## WHAT THIS TASK INVOLVES
Extract every row below that contains the word "face", copying each one in full.

## EXTRACTED MATERIAL
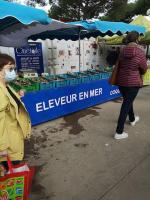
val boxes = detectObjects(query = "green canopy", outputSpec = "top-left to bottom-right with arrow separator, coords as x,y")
106,15 -> 150,45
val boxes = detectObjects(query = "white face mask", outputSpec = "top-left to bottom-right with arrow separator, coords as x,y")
5,69 -> 17,82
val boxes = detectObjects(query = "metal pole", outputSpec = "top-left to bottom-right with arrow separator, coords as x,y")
79,28 -> 81,72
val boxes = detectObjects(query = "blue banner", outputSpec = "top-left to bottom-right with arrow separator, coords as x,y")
14,42 -> 44,73
22,80 -> 121,125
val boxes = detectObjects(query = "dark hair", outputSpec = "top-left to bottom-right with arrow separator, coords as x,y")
125,31 -> 140,44
0,53 -> 15,71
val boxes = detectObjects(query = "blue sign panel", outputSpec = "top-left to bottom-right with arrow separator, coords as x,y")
23,80 -> 120,125
14,42 -> 44,73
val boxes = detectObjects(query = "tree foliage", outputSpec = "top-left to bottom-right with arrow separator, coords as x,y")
6,0 -> 46,7
49,0 -> 112,21
135,0 -> 150,15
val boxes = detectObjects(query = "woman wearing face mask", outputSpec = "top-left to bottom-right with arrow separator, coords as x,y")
0,54 -> 31,170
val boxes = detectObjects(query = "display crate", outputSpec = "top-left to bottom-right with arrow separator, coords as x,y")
9,78 -> 39,92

## WRITTEN SOLUTION
val boxes = detectObjects(query = "white face mask", outputSpec = "top-left to bottom-right with arrow separator, coords as x,y")
val boxes = detectObjects(query = "woman wearing face mask", outputSpec = "top-left to bottom-right with arrow separator, coords as x,y")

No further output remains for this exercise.